*** DATA FOR REVIEW ***

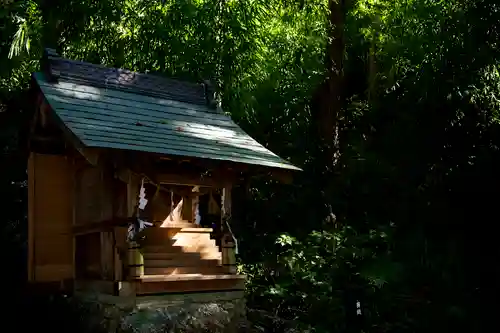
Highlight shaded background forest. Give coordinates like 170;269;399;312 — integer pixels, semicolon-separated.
1;0;498;332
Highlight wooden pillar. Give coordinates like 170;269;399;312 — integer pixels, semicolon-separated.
127;241;144;279
126;171;143;279
181;195;193;221
221;185;237;274
221;186;232;225
127;171;140;217
192;186;201;224
192;195;200;224
100;231;115;280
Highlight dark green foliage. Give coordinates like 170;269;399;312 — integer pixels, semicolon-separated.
1;0;498;332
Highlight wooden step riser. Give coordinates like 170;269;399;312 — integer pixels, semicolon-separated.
134;277;245;295
143;252;222;261
172;244;219;255
144;241;218;253
141;244;184;254
142;243;219;255
142;228;214;239
152;222;198;228
171;239;216;250
141;245;221;259
142;233;215;247
144;258;222;268
140;243;218;254
144;266;224;275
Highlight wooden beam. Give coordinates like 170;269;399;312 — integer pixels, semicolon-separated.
156;171;237;188
157;173;214;187
221;185;237;274
161;184;211;197
116;168;214;201
181;195;193;221
222;185;232;219
134;276;245;295
117;165;231;188
76;147;101;166
39;98;50;129
157;153;250;176
115;168;130;183
114;246;123;282
126;170;140;217
123;151;237;187
100;231;114;280
110;140;297;186
113;226;129;280
72;218;131;236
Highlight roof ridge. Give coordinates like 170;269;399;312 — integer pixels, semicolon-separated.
41;48;216;108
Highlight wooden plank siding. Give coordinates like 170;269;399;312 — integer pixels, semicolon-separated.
28;153;74;282
74;164;114;226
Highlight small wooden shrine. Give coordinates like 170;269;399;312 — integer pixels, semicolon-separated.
27;49;300;302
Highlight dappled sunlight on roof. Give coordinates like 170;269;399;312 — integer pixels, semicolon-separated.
33;64;301;171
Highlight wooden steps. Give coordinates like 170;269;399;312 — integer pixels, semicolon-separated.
136;225;227;285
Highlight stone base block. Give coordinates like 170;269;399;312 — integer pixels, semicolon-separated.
73;290;247;333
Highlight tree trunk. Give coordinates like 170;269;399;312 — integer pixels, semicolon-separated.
313;0;346;171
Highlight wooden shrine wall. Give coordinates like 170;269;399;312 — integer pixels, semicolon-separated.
74;164;114;226
73;162;127;281
28;153;73;282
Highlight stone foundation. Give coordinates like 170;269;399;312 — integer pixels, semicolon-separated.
73;291;247;333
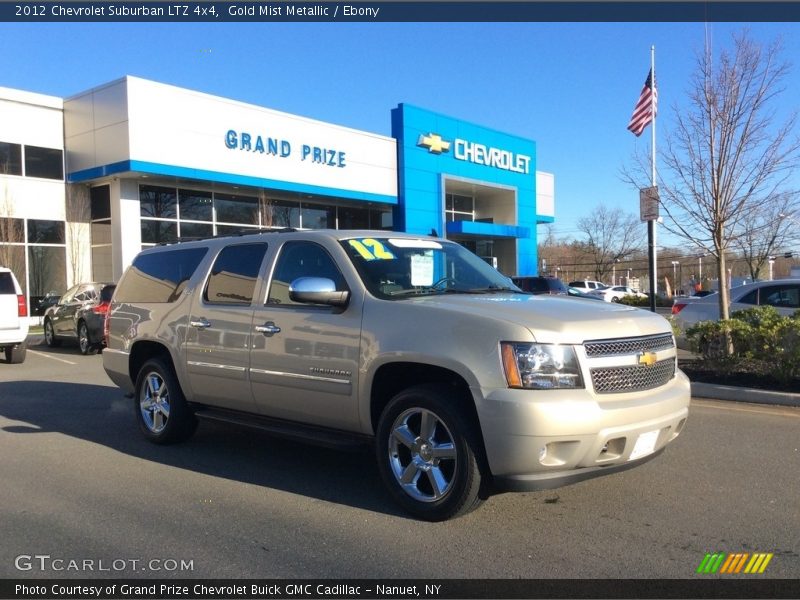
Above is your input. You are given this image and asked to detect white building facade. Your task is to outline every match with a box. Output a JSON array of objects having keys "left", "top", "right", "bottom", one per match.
[{"left": 1, "top": 76, "right": 555, "bottom": 319}]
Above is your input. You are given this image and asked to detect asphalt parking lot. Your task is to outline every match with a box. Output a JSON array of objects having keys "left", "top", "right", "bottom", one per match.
[{"left": 1, "top": 345, "right": 798, "bottom": 580}]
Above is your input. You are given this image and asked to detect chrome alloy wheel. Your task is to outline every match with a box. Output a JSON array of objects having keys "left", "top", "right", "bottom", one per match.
[
  {"left": 44, "top": 321, "right": 54, "bottom": 345},
  {"left": 139, "top": 372, "right": 171, "bottom": 434},
  {"left": 78, "top": 323, "right": 90, "bottom": 353},
  {"left": 388, "top": 407, "right": 458, "bottom": 503}
]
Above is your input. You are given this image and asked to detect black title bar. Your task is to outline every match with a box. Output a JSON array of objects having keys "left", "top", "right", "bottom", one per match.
[
  {"left": 5, "top": 2, "right": 800, "bottom": 22},
  {"left": 3, "top": 579, "right": 800, "bottom": 600}
]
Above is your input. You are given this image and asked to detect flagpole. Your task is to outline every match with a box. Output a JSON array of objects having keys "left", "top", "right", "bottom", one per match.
[{"left": 648, "top": 45, "right": 658, "bottom": 312}]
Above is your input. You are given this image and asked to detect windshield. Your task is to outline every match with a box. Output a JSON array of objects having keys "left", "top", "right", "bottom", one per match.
[{"left": 341, "top": 237, "right": 521, "bottom": 299}]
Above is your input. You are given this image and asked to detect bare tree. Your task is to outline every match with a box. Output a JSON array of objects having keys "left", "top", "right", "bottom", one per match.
[
  {"left": 734, "top": 192, "right": 800, "bottom": 280},
  {"left": 65, "top": 183, "right": 91, "bottom": 284},
  {"left": 0, "top": 167, "right": 25, "bottom": 281},
  {"left": 257, "top": 190, "right": 273, "bottom": 229},
  {"left": 655, "top": 32, "right": 800, "bottom": 321},
  {"left": 575, "top": 205, "right": 643, "bottom": 281}
]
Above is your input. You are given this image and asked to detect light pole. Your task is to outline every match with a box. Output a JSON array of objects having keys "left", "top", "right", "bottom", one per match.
[
  {"left": 671, "top": 261, "right": 680, "bottom": 294},
  {"left": 768, "top": 256, "right": 776, "bottom": 280}
]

***

### TASK BRIEF
Print all the records exactly, minus any images.

### SOLUTION
Highlight shaded background forest. Give coordinates like 170;269;399;312 — integer pixels, semicolon-separated.
1;0;498;332
Highlight wooden pillar. Give coordinates like 170;269;399;312 — integer pixels, semicolon-separated.
127;241;144;279
126;171;143;279
181;195;193;221
221;185;237;274
221;186;232;225
127;171;140;217
192;186;201;224
192;195;200;224
100;231;115;280
Highlight dark green foliage. Give coordinates like 170;269;399;312 — integer pixels, semicolon-separated.
1;0;498;332
Highlight wooden step riser. Give coordinates like 170;269;399;312 — integer pixels, semicolon-separated.
134;277;245;295
143;252;222;261
172;244;219;255
144;241;218;253
141;244;184;254
142;243;219;255
142;228;214;239
152;222;198;228
171;239;216;250
141;245;221;259
142;233;215;247
144;258;222;268
140;243;218;254
144;266;224;275
Highlight wooden beam. Give coordinates like 170;269;399;312 — integer pixels, semicolon-separated.
156;171;237;188
157;173;214;187
221;185;237;274
161;184;211;197
116;168;214;201
181;195;193;221
222;185;232;219
134;276;245;295
117;165;231;188
76;147;101;166
39;98;50;129
157;153;250;176
115;168;130;183
114;246;123;282
126;170;140;217
123;151;237;187
100;231;114;280
110;140;297;186
113;226;129;280
72;218;131;236
Highlight roof ridge. Give coordinates like 170;269;399;312 — integer pixels, semicolon-separated.
41;48;216;108
Highlight wooden plank siding. Give coordinates like 170;269;399;312 — integer pixels, semicolon-separated.
28;153;74;282
74;164;114;226
Highlight small wooden shrine. Give coordinates like 170;269;399;312 — integer pixels, semicolon-separated.
27;49;300;302
Highlight dappled sunlight on roof. Give coordinates like 170;269;399;312 — integer pixels, semicolon-separated.
33;64;301;171
Highlight wooden steps. Give coordinates like 170;269;399;312 — integer pixels, semicolon-separated.
136;225;227;285
Highlight stone base block. Give coordinates like 170;269;399;312 — integer pixels, semicolon-separated.
73;290;247;333
Highlight tree trunk. Give coordinates like 170;269;399;312 — integer pixels, semicolon-separated.
313;0;346;171
Highlight wooden shrine wall. Give coordinates like 170;269;399;312 — integer pixels, semicolon-separated.
74;164;114;226
73;162;127;281
28;153;73;282
Highlight stone foundation. Give coordinates like 170;269;399;312 — integer pixels, semicolon-separated.
73;291;247;333
Above is your input. You are given this image and asked to detect white building facade. Your task is to outline every match with a box. Output a JSON array of objects having keys "left", "top", "right", "bottom", one per match.
[{"left": 1, "top": 76, "right": 555, "bottom": 319}]
Above is your input. You are given this image and asked to detect asphalt parking lot. Your task is to outline every match with a box. Output a JSON array of objects having keys "left", "top", "right", "bottom", one per match.
[{"left": 1, "top": 345, "right": 798, "bottom": 580}]
Above is your input. You are given this image and asked to detect chrome alloy wheel. Your task is to outline every match with a box. Output a JSON array of objects having keys "left", "top", "right", "bottom", one per match.
[
  {"left": 44, "top": 321, "right": 54, "bottom": 345},
  {"left": 139, "top": 372, "right": 171, "bottom": 434},
  {"left": 78, "top": 323, "right": 90, "bottom": 353},
  {"left": 388, "top": 407, "right": 458, "bottom": 503}
]
Above is your input. You are given this image and asked to detect black title bar. Your task is to outline every match with a box. Output a JSON array of objects having keys "left", "top", "right", "bottom", one per match.
[
  {"left": 5, "top": 2, "right": 800, "bottom": 22},
  {"left": 3, "top": 579, "right": 800, "bottom": 600}
]
Above is your input. You are given this image and asked to detect flagpole. Your task is to outline every match with a box. Output a JSON array of objects having keys "left", "top", "right", "bottom", one per match.
[{"left": 648, "top": 45, "right": 658, "bottom": 312}]
Above is your input. You are given this image and asked to detect windshield. Your task is to outline every match with a box. Output a JSON array of objects having keys "left", "top", "right", "bottom", one per match.
[{"left": 341, "top": 237, "right": 521, "bottom": 299}]
Above is your input. You are given this image and asked to detect bare tree. Your task is to outline every match with a box. Output a JSON array of objects having keys "left", "top", "right", "bottom", one per match.
[
  {"left": 734, "top": 192, "right": 800, "bottom": 280},
  {"left": 65, "top": 183, "right": 91, "bottom": 284},
  {"left": 0, "top": 167, "right": 25, "bottom": 281},
  {"left": 257, "top": 190, "right": 273, "bottom": 229},
  {"left": 655, "top": 32, "right": 800, "bottom": 321},
  {"left": 575, "top": 205, "right": 643, "bottom": 281}
]
Above is your input. You are given this image and asked to detect light pole. Your task is to outline every match with a box. Output a JSON array of objects having keys "left", "top", "right", "bottom", one per match.
[
  {"left": 671, "top": 261, "right": 680, "bottom": 294},
  {"left": 768, "top": 256, "right": 776, "bottom": 280}
]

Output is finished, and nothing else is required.